=== Section Start ===

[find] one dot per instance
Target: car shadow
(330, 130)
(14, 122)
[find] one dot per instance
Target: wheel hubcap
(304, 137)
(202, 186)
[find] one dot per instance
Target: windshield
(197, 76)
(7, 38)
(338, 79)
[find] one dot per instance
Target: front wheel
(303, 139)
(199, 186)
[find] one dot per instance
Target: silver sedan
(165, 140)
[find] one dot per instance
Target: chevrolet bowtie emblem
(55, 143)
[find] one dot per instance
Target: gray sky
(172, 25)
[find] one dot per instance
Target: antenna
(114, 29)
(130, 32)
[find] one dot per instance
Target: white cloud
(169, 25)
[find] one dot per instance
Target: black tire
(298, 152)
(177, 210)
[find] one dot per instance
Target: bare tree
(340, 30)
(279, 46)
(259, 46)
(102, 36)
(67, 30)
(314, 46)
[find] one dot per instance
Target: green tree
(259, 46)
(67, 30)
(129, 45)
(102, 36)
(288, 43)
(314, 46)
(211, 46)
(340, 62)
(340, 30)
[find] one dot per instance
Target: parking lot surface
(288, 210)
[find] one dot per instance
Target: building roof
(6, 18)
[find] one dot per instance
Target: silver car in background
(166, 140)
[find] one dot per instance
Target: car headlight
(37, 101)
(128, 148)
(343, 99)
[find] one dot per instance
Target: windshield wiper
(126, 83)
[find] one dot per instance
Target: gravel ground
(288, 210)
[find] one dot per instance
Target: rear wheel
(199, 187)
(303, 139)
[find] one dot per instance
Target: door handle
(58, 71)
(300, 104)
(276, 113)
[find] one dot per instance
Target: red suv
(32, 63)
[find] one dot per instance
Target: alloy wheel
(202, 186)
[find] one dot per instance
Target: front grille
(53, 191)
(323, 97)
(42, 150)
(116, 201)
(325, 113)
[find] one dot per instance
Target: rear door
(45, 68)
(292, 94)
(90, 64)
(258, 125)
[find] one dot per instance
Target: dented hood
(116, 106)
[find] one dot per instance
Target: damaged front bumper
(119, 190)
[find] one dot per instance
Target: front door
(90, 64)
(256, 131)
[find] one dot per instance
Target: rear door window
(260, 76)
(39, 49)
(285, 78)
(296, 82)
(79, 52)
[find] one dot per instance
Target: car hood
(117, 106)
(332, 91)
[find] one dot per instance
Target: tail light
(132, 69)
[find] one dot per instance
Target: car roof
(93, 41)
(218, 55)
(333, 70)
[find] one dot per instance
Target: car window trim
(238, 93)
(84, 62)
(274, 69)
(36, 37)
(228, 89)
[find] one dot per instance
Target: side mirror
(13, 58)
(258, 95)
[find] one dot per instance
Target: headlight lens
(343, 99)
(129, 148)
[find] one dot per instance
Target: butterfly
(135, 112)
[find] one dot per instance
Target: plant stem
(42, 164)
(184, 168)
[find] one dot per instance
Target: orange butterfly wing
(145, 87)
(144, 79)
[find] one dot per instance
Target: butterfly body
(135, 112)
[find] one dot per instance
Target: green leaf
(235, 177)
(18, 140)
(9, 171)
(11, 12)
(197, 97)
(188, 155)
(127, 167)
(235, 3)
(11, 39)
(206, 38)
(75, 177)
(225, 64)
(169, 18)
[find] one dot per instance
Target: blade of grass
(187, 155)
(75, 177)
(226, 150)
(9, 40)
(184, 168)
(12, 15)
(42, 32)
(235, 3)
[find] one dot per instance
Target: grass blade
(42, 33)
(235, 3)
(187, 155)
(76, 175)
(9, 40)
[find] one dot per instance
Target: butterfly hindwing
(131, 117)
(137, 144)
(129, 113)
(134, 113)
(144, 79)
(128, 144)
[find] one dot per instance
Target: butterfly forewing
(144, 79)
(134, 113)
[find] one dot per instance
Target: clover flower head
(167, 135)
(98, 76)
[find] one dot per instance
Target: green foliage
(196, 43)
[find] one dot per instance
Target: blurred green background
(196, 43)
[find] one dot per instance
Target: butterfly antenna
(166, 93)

=== Section End ===

Task objective: Please set down, with no changes, the line that contains "Target: damaged front bumper" and all the lines after it until the entries end; write nothing besides them.

Exercise output:
Target: damaged front bumper
(119, 190)
[find] one dot per instance
Target: front door
(90, 64)
(256, 131)
[find] one dot per instance
Target: rear door window
(260, 76)
(39, 49)
(285, 78)
(296, 82)
(79, 52)
[find] one dot per instance
Target: car hood
(117, 106)
(332, 91)
[find] one dot per instance
Target: tail light
(132, 69)
[find] one dot per instance
Target: car roof
(93, 41)
(218, 55)
(333, 70)
[find] one dot per instance
Target: car window trim
(238, 93)
(84, 62)
(274, 69)
(36, 37)
(228, 89)
[find] one dot per instance
Target: side mirror
(13, 58)
(258, 95)
[find] one dot per instance
Target: headlight lens
(343, 99)
(129, 148)
[find] one dot per instance
Target: butterfly
(135, 112)
[find] one dot per instance
Target: plant stem
(42, 164)
(184, 168)
[find] one dot per instance
Target: orange butterfly wing
(145, 87)
(144, 79)
[find] one dot per instance
Target: butterfly body
(135, 112)
[find] one dot per instance
Target: green leaf
(235, 177)
(18, 140)
(9, 171)
(11, 12)
(197, 97)
(188, 155)
(127, 167)
(235, 3)
(11, 39)
(206, 38)
(75, 177)
(225, 64)
(169, 18)
[find] one dot per instance
Target: blade of grass
(187, 155)
(75, 177)
(226, 150)
(9, 40)
(184, 168)
(12, 15)
(42, 32)
(235, 3)
[find] one dot per instance
Target: grass blade
(42, 33)
(235, 3)
(187, 155)
(76, 175)
(9, 40)
[find] one dot per instance
Target: butterfly hindwing
(131, 117)
(137, 144)
(129, 113)
(134, 113)
(144, 79)
(128, 144)
[find] one dot per instance
Target: butterfly forewing
(144, 79)
(134, 113)
[find] one dot per instance
Target: clover flower head
(167, 135)
(98, 76)
[find] one dot per instance
Target: green foliage
(196, 43)
[find] one dot per instance
Target: blurred green background
(196, 43)
[find] one dot per instance
Target: butterfly antenna
(166, 93)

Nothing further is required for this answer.